**** Information given ****

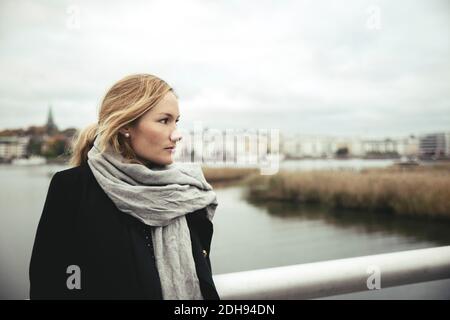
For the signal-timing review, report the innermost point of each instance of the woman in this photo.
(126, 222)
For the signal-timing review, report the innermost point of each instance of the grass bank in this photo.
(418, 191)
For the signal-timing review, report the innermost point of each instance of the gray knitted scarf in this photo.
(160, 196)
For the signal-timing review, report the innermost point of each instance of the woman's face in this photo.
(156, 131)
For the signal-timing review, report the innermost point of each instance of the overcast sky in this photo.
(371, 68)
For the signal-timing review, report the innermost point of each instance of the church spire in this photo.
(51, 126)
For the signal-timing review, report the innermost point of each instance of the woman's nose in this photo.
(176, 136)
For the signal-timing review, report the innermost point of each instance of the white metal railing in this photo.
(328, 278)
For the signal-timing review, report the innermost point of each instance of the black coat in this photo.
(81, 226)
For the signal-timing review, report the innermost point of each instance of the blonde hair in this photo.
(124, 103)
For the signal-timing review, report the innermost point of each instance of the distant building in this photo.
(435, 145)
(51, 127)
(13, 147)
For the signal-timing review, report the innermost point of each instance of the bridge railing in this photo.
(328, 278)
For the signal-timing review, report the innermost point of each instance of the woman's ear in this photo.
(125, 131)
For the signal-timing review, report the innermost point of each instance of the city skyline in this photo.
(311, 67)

****

* [Exercise details]: Take the line containing "sky in this photo." as the first line and the last line of the data above as the final one. Write out these lines and all between them exactly.

* [Output]:
For the signal-timing review, report the innermost point of each instance of the overcast sky in this photo.
(371, 68)
For the signal-timing review, report the innermost point of each instance of the church spire in this photo.
(51, 126)
For the signal-timing review, report the innermost point of each instance of the woman's nose in this photo.
(176, 136)
For the signal-timing review, report the innermost point of each instance of the white metal railing in this photo.
(328, 278)
For the signal-timing review, report the innermost point of each instance of the black coat in this photo.
(81, 226)
For the signal-timing review, report the innermost point of each instance of the blonde hair in this photo.
(124, 103)
For the signal-timing review, report the innermost point of each instance of the distant building in this photo.
(435, 145)
(51, 127)
(13, 147)
For the signal-timing review, report the innermost point of each instance of the bridge railing in this photo.
(328, 278)
For the signal-timing review, report the innermost point of each instance of the woman's ear in this photo.
(125, 131)
For the signal-timing review, report the innermost point of each instance of the city skyline in this photo.
(311, 67)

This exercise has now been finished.